[Stored dataset items]
+++

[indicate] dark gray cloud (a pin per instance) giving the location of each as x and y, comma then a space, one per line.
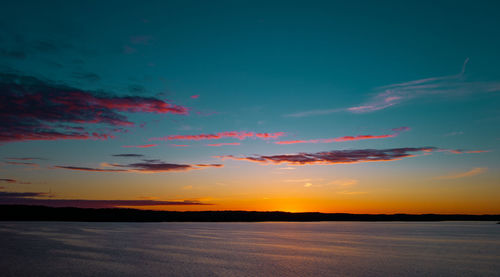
39, 198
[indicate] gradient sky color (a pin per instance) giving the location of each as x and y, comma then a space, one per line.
331, 106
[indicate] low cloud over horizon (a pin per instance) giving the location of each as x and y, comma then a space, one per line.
39, 199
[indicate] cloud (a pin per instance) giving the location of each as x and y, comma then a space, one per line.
335, 157
472, 172
24, 158
128, 155
146, 166
343, 182
395, 94
140, 146
34, 109
459, 151
86, 76
313, 112
22, 163
223, 144
232, 134
37, 198
395, 133
89, 169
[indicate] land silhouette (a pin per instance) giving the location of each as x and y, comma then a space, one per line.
44, 213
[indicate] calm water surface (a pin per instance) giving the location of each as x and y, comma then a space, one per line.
250, 249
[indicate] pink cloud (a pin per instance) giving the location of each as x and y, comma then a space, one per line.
33, 109
223, 144
232, 134
335, 157
396, 132
140, 146
145, 166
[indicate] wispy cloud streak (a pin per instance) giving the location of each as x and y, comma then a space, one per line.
146, 166
140, 146
38, 198
395, 133
472, 172
395, 94
336, 157
232, 134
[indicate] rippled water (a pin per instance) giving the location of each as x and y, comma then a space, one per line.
250, 249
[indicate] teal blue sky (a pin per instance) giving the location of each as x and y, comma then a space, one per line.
310, 69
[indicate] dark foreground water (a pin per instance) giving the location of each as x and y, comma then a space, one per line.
250, 249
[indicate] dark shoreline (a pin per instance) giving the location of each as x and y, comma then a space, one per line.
43, 213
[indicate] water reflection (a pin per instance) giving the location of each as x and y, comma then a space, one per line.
250, 249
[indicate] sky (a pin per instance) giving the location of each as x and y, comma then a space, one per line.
299, 106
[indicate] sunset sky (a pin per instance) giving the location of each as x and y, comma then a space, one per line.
330, 106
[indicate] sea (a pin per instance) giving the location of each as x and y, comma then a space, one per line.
250, 249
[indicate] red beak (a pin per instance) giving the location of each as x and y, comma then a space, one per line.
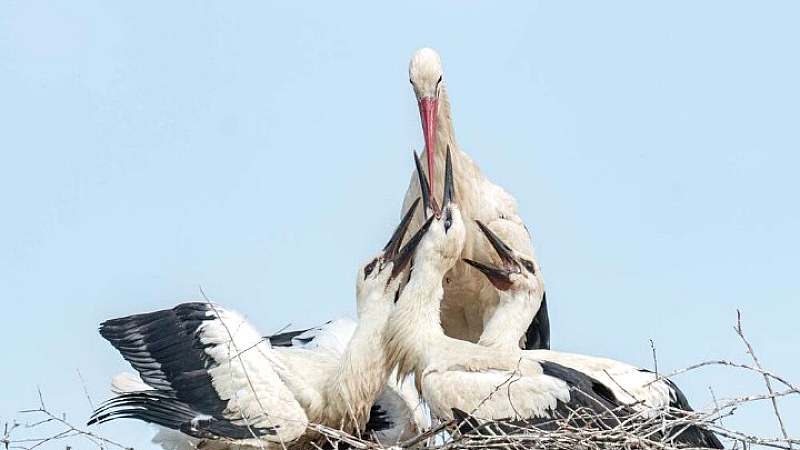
428, 108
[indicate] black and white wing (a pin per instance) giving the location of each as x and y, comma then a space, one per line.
210, 375
651, 396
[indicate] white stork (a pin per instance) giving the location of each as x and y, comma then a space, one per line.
508, 383
210, 375
397, 415
469, 300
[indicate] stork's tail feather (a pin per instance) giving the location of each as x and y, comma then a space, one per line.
161, 408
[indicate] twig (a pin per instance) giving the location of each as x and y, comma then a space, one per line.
740, 332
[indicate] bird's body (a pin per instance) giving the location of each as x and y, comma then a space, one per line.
396, 415
507, 383
208, 374
470, 301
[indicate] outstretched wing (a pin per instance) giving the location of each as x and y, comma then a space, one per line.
211, 375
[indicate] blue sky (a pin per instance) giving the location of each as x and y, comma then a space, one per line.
261, 152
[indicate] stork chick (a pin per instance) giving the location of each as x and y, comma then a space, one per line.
469, 300
507, 383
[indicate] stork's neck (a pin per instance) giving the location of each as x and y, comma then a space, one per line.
510, 320
467, 174
414, 327
362, 372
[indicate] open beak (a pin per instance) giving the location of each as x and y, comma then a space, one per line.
428, 109
500, 277
449, 190
392, 247
404, 255
424, 189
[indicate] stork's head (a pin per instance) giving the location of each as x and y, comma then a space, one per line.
379, 278
444, 241
516, 272
425, 74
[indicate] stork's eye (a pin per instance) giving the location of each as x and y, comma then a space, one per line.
369, 268
528, 265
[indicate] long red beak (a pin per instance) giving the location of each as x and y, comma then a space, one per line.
428, 109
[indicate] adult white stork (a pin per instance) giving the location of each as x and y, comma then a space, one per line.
508, 383
210, 375
397, 415
469, 300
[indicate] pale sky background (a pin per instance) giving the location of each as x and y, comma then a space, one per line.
262, 152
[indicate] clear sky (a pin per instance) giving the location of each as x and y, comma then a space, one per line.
261, 151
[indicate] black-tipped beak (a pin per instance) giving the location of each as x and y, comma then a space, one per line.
500, 278
391, 248
505, 253
404, 255
449, 191
424, 189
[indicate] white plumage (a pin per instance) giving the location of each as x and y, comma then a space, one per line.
210, 375
469, 301
506, 382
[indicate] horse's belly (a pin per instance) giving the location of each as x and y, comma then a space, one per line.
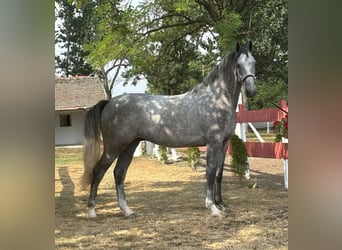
174, 138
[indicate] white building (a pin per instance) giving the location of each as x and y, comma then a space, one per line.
73, 97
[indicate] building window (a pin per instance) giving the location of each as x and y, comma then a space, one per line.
64, 120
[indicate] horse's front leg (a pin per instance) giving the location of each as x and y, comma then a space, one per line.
120, 171
98, 172
218, 178
214, 162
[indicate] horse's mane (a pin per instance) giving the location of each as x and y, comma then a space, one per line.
219, 71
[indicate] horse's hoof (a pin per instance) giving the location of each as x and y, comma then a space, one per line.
222, 206
220, 214
131, 216
91, 213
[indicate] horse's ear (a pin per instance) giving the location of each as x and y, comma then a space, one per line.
250, 46
237, 47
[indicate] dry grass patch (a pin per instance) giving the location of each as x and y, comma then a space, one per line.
169, 203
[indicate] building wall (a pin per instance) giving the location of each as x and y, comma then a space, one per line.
72, 135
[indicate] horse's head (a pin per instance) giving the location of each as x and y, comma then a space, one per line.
245, 69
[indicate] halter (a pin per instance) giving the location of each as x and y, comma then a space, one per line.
250, 75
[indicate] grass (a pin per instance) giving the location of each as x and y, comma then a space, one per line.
169, 202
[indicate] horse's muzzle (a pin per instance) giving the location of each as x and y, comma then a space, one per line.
250, 88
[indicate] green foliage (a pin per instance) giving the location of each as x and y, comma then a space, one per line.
72, 33
164, 41
239, 156
193, 157
163, 153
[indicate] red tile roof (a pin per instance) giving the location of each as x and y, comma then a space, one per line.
79, 92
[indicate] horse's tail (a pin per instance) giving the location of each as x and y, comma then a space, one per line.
91, 143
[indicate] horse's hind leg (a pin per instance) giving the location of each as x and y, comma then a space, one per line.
120, 171
218, 178
214, 162
98, 172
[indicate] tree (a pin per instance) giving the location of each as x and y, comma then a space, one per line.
73, 32
174, 44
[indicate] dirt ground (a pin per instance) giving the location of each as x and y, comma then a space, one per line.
168, 200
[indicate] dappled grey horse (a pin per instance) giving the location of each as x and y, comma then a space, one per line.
202, 116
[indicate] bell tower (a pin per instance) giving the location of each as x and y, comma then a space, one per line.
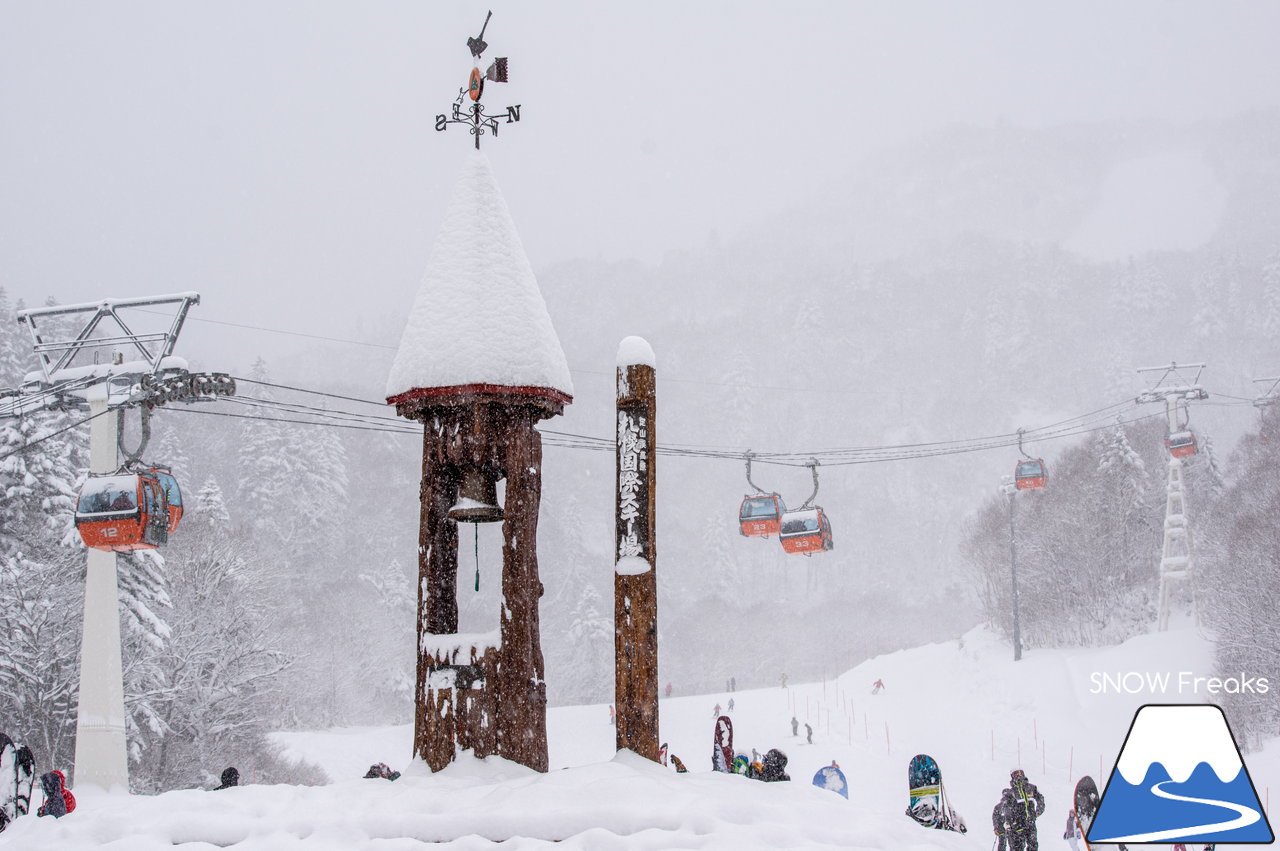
479, 366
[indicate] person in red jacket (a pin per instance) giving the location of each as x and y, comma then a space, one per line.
58, 799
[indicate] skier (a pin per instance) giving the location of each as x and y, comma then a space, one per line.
775, 767
58, 799
1073, 829
1023, 805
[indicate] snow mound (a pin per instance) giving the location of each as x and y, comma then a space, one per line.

+++

What is needed ▸
Duplicate the records above line for line, leaving out the pictures.

Reply to the exercise ▸
[indicate] dark gray cloud (a pin per instance) giving the location of each as x and y, comma then a space, one per line.
39, 198
[indicate] gradient sky color (a pin per instance) giving the location of each as x and y, comma then a space, one per line.
331, 106
[indicate] low cloud over horizon (a pin per instance) giving the location of each as x and y, comma then a space, one per line.
39, 199
[indicate] cloud (a pin per instance) giving the location of each as x and y, comma then a space, one per line.
335, 157
472, 172
24, 158
128, 155
146, 166
343, 182
395, 94
140, 146
34, 109
459, 151
86, 76
313, 112
22, 163
223, 144
232, 134
37, 198
395, 133
89, 169
[indicate] land silhouette (a pin per instance) giving the location of each as x and y, comma then a space, one per line.
44, 213
[indicate] calm water surface (a pin per instance) giving the location of each as x and y, comma then a space, one per line.
250, 249
[indicate] pink cloud (a pin per instance) giving the location of each as x and y, comma then a space, one per line.
33, 109
223, 144
232, 134
335, 157
396, 132
140, 146
145, 166
[indicate] wispy cloud streak (a pin per instance) giving the location of each as x and y, comma then a space, one per line.
146, 166
140, 146
38, 198
395, 133
472, 172
395, 94
336, 157
232, 134
[indicate] rippled water (a pin per instance) giving the location of each as x and y, comma then a space, one per line.
250, 249
[indicate] teal blue sky (a pin per instance) giving the location of each as x and y, comma then a space, one per line.
310, 69
[indicate] dark foreground water (a pin per instance) giving the location of each as x and y, comma then a space, one per line.
250, 249
[indicate] dark shoreline (a pin per instance) giving the location of each as x and y, comma then a space, one per line.
43, 213
[indicate] water reflection (a pin per instance) giving the location of each as x and y, comma then a space, one per line.
250, 249
[indicate] sky (a pin per instance) giving the location of each as x and y, comma then a space, one per line.
299, 106
[indicate] sunset sky (a pin per instance) giving the location of each as x and y, comma then a space, one per line.
330, 106
[indicate] sea (a pin per instance) giving the location of each as x and y, comma then a space, one per line.
250, 249
[indicate] red beak (a pin per instance) giving the location of each as x and y, comma then a space, one per line.
428, 108
[indicate] black and white wing (a pin per instance) giving the location of each as x and y, comma then a space, one per line.
210, 375
651, 396
[indicate] white stork (a pin per instance) giving the location of each as x and y, comma then a space, one per line.
508, 383
210, 375
397, 415
469, 300
[indicate] stork's tail feather (a pin per instance) giving the location of each as x and y, comma then a space, one per line.
161, 408
[indicate] twig (a pin per instance) giving the location of each as x and y, comma then a space, one per line.
740, 332
[indicate] bird's body (a pin per instance) giving the location of each as x and y, comma then a space, one per line.
396, 415
507, 383
208, 374
470, 301
[indicate] outstretched wing (a pin per instance) giving the location of each as x and y, comma then a space, one per line.
211, 375
[indicate] blue sky (a pin per instance) giving the location of each as x and y, comma then a space, one per line.
261, 152
[indicate] stork chick (a pin per instance) giving the location of each as x and y, comma then a space, one per line.
469, 300
507, 383
[indicate] stork's neck (a pin per instance) giving the location of each as x and y, comma then a space, one per line.
510, 320
467, 174
414, 327
362, 372
[indicate] open beak (a pin per instance) giving the location of each as x and y, comma then a space, one per line.
428, 109
500, 277
449, 190
392, 247
404, 255
424, 189
[indicate] stork's head (a pin per instance) giving the location of each as x and y, comma then a space, one per line.
379, 278
444, 241
516, 272
425, 74
[indicate] stork's eye (a pin per instance) giving the location of each as x and y, comma then a space, one per line.
369, 268
528, 265
[indicate] long red beak (a pin per instance) giving the location of each as x and y, comma then a space, one per line.
428, 109
[indicate] adult white stork (a pin per instance) giving the location of each as x and y, comma then a space, one per line.
508, 383
210, 375
397, 415
469, 300
[indicate] pale sky background (a pin per instance) giving the location of each as x and y, comma then a space, one per line.
262, 152
[indicate] clear sky (a pin per instance) giving the location of each as x and y, comma then a space, one per line.
261, 151
[indicate] black-tipped beak (a pin per instance) giving the location of each as x and y, comma then a space, one per line.
500, 278
391, 248
505, 253
404, 255
449, 191
424, 189
[indicate] white plumage (a pin per instance) giving the location of each as x and y, comma then a space, one per line.
210, 375
469, 301
506, 382
[indicate] horse's belly (a pin per instance) giving the location of each as x and y, comma then a space, one per line.
174, 138
[indicate] white building (a pin per instance) giving the location of each as x and y, comma then a space, one per line.
73, 97
[indicate] building window (a pin per instance) giving the location of each as x and y, comma then a space, one per line.
64, 120
[indicate] horse's front leg (a pin per instance) giving the location of each as x and y, comma then a space, one per line.
120, 171
98, 172
218, 178
214, 162
[indicate] horse's mane (a pin per instance) giving the location of each as x and y, comma then a space, one per line.
219, 71
[indicate] horse's hoof (a pin per instance) giving the location of each as x and y, comma then a space, one per line.
222, 206
220, 214
131, 216
91, 213
[indicate] horse's ear (a pin per instance) giving the location of each as x and y, comma then a space, one per line.
250, 46
237, 47
[indicate] dry grass patch (a pin per instance) giving the location of each as x and y, comma then a space, one per line.
169, 203
[indicate] building wall (a pin per instance) giving the location of each as x and y, comma then a space, one per line.
72, 135
[indicate] horse's head (a pin per instance) giving the location of each as x and y, comma then a space, one per line.
245, 69
[indicate] halter (a pin per instance) giving the location of each as x and y, comma then a space, one per line.
250, 75
[indicate] grass (a pin per instance) giving the location of each as x and y, comma then a space, one per line.
169, 202
[indicate] horse's muzzle (a pin per instance) giving the location of each as x and y, comma then a space, one per line.
250, 88
[indicate] green foliage (a pin per instance) giving the location of each as x and y, comma then a space, one per line.
72, 33
164, 41
239, 156
193, 157
163, 153
[indicate] red tile roof (a pin per instance) giving the location of each as x and y, comma then a space, one per line.
79, 92
[indicate] horse's tail (a pin per instance) giving the location of each as x and y, comma then a space, one per line.
91, 143
[indicate] horse's hind leg (a pin per instance) giving the location of each as x and y, comma then a space, one per line.
120, 171
218, 178
214, 162
98, 172
[indicate] tree (a pin per instance) giving the location of each as x and y, comma then a space, one per line.
73, 32
174, 44
[indicate] dirt ground (a pin per instance) giving the location of each as x and y, comma then a space, one per line.
168, 200
[indicate] dappled grey horse (a pin per instance) giving the location of each as x and y, comma then a space, one per line.
202, 116
[indicate] bell tower (a pin per instance) giving the location of each as x and y, comma then a space, one per line.
479, 366
[indicate] person in red jacket (a pin per instance) giving the location of each as x and y, comma then a space, one per line.
58, 799
[indicate] skier (a pin per instance) giving the location of each as x and y, comma then a space, one per line.
775, 767
58, 799
1073, 829
1023, 805
[indicate] snow mound (a pin per instance) giving the location of each as x and y, comma then a space, one per line.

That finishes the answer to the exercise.